__EXERCISE__: List every line in the rows below that contains the word "feather".
** begin EXERCISE MATERIALS **
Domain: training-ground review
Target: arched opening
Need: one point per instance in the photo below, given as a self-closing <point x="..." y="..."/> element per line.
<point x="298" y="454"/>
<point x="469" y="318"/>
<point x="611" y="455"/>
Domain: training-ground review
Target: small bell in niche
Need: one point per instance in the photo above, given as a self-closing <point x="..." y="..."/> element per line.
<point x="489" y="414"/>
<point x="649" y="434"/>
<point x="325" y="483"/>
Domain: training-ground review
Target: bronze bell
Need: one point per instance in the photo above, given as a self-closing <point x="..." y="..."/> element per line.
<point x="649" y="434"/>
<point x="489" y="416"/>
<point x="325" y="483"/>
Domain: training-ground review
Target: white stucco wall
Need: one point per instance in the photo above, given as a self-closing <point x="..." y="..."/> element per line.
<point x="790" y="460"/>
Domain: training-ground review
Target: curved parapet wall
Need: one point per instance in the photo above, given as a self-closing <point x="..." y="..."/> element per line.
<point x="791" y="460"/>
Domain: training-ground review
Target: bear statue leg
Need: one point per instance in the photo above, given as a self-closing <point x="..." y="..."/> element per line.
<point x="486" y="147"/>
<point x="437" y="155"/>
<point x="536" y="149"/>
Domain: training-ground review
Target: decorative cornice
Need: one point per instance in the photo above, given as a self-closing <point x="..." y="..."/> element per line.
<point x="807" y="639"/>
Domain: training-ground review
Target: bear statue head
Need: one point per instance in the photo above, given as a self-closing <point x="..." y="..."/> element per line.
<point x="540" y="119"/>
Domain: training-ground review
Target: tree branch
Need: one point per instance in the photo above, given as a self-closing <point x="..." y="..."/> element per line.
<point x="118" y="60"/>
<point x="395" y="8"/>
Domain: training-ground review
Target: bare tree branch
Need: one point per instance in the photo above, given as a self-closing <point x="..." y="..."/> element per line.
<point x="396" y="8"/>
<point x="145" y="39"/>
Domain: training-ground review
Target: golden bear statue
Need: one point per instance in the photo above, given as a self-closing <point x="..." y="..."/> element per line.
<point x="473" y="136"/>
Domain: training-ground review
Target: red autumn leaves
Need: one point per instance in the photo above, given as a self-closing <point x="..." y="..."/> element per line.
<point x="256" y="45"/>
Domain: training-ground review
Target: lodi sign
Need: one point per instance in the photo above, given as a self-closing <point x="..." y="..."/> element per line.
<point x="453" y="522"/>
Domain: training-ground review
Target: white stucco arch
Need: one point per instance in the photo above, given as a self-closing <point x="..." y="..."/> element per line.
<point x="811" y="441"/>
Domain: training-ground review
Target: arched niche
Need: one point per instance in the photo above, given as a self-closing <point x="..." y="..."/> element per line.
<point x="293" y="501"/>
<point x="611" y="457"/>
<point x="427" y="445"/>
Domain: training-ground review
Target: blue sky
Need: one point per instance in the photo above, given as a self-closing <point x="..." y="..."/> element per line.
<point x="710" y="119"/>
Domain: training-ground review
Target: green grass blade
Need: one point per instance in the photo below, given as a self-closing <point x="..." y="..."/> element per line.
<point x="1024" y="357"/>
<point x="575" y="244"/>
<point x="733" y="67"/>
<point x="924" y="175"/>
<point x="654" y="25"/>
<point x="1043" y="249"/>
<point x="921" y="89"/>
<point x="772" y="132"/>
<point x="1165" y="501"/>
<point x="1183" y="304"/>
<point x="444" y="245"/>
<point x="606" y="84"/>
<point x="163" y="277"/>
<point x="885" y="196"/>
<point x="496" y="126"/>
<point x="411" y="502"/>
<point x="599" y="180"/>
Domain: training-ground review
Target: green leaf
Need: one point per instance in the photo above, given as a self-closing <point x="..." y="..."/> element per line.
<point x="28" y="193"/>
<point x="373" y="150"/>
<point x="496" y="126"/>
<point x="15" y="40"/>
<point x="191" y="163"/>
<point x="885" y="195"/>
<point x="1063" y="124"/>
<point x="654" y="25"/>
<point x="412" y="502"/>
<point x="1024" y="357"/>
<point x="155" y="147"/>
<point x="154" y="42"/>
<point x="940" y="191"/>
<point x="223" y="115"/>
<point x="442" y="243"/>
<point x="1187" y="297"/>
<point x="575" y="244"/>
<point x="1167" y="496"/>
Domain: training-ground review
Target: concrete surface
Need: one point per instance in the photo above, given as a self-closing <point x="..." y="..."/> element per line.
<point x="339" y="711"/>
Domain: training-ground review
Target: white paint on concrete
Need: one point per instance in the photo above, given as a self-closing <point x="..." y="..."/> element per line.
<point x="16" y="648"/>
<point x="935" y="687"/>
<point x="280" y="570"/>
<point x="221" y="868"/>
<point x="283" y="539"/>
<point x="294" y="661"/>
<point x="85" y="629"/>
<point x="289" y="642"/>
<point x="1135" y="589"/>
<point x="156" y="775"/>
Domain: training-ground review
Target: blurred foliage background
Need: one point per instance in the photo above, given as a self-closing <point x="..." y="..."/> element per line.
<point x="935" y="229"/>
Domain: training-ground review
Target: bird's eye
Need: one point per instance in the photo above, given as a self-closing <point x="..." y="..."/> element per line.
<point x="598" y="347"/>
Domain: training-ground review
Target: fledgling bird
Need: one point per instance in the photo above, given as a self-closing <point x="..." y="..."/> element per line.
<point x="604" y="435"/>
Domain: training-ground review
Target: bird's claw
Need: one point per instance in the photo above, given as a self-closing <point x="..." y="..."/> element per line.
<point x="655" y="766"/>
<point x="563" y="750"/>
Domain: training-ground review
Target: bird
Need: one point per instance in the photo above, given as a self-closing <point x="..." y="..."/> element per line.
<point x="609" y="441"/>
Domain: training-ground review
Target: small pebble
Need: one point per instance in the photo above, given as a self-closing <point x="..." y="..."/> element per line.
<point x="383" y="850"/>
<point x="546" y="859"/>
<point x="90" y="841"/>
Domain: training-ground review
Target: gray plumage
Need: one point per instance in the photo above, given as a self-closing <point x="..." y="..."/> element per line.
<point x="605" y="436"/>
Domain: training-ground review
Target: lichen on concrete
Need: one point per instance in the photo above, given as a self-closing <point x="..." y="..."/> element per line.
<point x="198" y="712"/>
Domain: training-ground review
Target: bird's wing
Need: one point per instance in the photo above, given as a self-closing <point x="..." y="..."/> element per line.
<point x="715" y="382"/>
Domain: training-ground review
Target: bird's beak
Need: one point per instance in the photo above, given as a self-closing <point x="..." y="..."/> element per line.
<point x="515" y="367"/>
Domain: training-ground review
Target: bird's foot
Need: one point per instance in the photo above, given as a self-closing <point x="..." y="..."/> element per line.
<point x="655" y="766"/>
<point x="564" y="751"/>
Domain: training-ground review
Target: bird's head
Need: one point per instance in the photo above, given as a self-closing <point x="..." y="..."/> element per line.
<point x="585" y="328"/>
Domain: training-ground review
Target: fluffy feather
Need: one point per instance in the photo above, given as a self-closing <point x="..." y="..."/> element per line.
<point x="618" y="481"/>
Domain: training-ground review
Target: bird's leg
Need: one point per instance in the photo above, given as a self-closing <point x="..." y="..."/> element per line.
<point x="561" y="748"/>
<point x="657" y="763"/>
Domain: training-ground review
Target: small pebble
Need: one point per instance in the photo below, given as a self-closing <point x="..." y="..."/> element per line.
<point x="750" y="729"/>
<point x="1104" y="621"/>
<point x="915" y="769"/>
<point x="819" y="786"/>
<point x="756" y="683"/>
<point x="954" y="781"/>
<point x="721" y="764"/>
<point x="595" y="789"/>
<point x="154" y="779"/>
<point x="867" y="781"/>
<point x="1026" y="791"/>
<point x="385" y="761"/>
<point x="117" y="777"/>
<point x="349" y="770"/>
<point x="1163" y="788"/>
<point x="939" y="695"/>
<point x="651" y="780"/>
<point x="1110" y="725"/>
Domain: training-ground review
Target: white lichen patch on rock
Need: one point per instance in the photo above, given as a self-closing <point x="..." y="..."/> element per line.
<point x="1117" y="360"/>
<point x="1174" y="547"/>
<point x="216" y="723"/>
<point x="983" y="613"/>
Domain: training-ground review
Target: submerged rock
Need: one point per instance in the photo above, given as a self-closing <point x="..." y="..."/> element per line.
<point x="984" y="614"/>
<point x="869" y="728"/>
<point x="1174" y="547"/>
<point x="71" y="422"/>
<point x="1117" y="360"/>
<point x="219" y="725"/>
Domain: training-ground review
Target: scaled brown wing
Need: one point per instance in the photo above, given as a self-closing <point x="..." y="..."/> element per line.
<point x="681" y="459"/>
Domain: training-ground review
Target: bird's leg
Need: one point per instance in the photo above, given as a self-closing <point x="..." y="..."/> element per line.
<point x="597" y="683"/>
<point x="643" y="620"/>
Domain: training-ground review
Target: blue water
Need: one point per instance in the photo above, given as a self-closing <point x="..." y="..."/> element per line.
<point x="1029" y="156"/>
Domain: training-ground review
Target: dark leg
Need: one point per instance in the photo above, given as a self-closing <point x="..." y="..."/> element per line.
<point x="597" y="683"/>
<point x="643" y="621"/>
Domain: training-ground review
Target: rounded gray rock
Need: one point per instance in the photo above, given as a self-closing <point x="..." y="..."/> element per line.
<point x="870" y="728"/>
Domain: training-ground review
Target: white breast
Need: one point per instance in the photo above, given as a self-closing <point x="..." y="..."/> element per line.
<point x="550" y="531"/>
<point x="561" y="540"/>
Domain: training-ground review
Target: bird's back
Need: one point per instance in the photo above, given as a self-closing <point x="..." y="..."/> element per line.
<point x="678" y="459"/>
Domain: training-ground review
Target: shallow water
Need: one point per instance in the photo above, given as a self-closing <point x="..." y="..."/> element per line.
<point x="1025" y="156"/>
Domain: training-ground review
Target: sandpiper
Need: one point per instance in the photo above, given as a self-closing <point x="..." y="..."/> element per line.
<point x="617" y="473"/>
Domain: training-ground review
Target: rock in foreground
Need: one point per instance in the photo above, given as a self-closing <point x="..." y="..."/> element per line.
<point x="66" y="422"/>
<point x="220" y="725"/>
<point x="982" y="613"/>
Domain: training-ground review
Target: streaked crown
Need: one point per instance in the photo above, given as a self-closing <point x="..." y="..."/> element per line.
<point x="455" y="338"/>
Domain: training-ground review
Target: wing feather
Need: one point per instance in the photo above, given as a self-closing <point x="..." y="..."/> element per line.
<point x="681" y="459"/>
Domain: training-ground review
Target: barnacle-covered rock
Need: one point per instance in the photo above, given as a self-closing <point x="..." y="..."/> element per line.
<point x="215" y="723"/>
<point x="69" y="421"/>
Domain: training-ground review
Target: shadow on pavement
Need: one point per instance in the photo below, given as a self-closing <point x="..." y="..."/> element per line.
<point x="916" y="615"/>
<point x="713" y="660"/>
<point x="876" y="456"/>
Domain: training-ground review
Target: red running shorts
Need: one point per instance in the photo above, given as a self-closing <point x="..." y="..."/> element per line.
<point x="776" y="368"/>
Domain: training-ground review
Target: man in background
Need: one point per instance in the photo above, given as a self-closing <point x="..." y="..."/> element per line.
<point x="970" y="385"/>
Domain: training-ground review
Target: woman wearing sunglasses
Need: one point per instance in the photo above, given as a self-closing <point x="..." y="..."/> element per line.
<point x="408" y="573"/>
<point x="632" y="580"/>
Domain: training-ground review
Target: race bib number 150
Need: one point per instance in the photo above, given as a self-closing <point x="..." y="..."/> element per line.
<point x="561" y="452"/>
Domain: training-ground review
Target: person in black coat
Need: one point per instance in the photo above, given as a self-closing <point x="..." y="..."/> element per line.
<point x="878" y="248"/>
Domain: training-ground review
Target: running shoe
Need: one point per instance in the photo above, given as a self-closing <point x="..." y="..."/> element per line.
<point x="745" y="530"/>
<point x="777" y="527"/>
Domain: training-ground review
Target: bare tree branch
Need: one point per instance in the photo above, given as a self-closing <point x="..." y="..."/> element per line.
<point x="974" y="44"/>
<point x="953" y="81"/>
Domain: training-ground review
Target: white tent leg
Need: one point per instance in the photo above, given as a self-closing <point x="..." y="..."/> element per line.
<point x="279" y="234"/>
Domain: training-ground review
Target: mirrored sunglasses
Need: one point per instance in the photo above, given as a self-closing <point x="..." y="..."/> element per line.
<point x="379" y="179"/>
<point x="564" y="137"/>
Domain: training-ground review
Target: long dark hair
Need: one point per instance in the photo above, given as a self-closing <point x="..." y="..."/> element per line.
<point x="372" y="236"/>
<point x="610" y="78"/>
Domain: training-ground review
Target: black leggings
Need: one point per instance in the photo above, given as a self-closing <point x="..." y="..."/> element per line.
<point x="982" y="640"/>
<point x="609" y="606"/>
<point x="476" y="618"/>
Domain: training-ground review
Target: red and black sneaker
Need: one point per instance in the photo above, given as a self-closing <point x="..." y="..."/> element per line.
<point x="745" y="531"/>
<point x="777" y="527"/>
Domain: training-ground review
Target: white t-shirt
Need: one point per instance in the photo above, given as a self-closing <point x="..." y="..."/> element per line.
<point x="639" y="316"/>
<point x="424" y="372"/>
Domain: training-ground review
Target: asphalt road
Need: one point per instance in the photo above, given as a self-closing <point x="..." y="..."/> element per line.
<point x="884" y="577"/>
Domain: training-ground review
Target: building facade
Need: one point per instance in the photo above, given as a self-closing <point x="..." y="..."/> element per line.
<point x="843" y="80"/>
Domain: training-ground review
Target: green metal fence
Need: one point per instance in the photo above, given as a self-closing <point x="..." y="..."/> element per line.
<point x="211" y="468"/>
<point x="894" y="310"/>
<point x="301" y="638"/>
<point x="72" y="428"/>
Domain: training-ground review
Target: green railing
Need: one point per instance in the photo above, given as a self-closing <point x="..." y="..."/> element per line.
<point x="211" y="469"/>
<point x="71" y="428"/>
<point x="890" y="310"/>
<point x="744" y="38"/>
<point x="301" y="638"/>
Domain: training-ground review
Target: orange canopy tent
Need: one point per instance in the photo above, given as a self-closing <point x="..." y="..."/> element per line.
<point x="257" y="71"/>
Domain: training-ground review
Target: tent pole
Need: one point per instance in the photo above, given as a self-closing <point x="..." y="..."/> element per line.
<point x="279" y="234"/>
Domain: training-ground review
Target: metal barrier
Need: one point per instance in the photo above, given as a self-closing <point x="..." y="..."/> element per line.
** end EXERCISE MATERIALS **
__ANSWER__:
Target: fluffy feather
Target: wing feather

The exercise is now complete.